▸ TASK
Produce a verbatim copy of the entries listed below.
* Begin INFORMATION SUPPLIED *
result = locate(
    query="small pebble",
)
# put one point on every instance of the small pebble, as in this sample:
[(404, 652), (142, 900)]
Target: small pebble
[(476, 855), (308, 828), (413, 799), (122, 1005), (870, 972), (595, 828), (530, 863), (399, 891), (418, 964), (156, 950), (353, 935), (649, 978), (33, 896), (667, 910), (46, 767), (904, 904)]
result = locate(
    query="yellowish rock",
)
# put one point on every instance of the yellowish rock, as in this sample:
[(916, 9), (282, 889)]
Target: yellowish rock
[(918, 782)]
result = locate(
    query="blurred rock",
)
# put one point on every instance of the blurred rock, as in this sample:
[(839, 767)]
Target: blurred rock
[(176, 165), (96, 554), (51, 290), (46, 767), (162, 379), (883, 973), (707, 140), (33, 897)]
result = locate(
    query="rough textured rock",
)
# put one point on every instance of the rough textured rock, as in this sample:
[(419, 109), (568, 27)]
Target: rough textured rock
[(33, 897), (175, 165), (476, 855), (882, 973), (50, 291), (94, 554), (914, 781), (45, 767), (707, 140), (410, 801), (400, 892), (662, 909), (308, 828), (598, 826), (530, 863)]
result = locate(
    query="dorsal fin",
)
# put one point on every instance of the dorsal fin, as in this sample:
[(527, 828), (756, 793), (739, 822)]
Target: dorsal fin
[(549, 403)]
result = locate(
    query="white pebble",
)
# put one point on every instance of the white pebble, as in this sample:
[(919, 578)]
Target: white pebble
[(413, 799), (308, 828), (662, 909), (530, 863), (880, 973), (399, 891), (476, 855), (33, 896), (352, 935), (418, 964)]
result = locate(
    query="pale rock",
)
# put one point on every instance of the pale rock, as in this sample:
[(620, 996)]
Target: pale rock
* End INFORMATION SUPPLIED *
▸ FULL SOLUTION
result = locate(
    query="small pebble",
)
# put one point on every instance of the small pebble, as in this sample:
[(404, 652), (142, 900)]
Target: small pebble
[(476, 855), (308, 828), (413, 799), (122, 1005), (870, 972), (595, 828), (530, 863), (399, 891), (418, 964), (156, 950), (353, 935), (649, 978), (33, 896), (667, 910), (46, 767), (904, 904)]
result = locate(
    query="yellowish rock",
)
# put one point on every instance of the yellowish rock, as in this sample:
[(916, 9), (282, 889)]
Target: yellowish rock
[(918, 782)]
result = locate(
    query="blurred rock",
)
# put one point on every instance of the blurred rock, as in this sample:
[(839, 767)]
Target: blurred rock
[(176, 165), (96, 554), (51, 290), (46, 767), (162, 379), (883, 973), (707, 140), (33, 897)]
result = locate(
    query="rough textured rock",
)
# put one point on every instance of the rough textured rock, as in this sample:
[(419, 109), (568, 27)]
Target: rough textured rock
[(33, 897), (175, 165), (476, 855), (882, 973), (50, 291), (94, 554), (914, 781), (45, 767), (707, 140), (410, 801), (400, 892), (662, 909), (308, 828), (598, 826), (530, 863)]
result = locate(
    query="dorsal fin",
)
# put one point on every instance of the dorsal fin, as in this sample:
[(527, 828), (756, 793), (739, 822)]
Target: dorsal fin
[(549, 403)]
result = locate(
    query="white pebble",
)
# put one point on every instance of the white pebble, as in this sample:
[(919, 578)]
Target: white pebble
[(413, 799), (308, 828), (662, 909), (530, 863), (880, 973), (399, 891), (476, 855), (33, 896), (352, 935), (418, 964)]
result = locate(
    query="pale rock",
)
# put one point on every instance of the pale rock, as in this sample:
[(620, 996)]
Target: pale rock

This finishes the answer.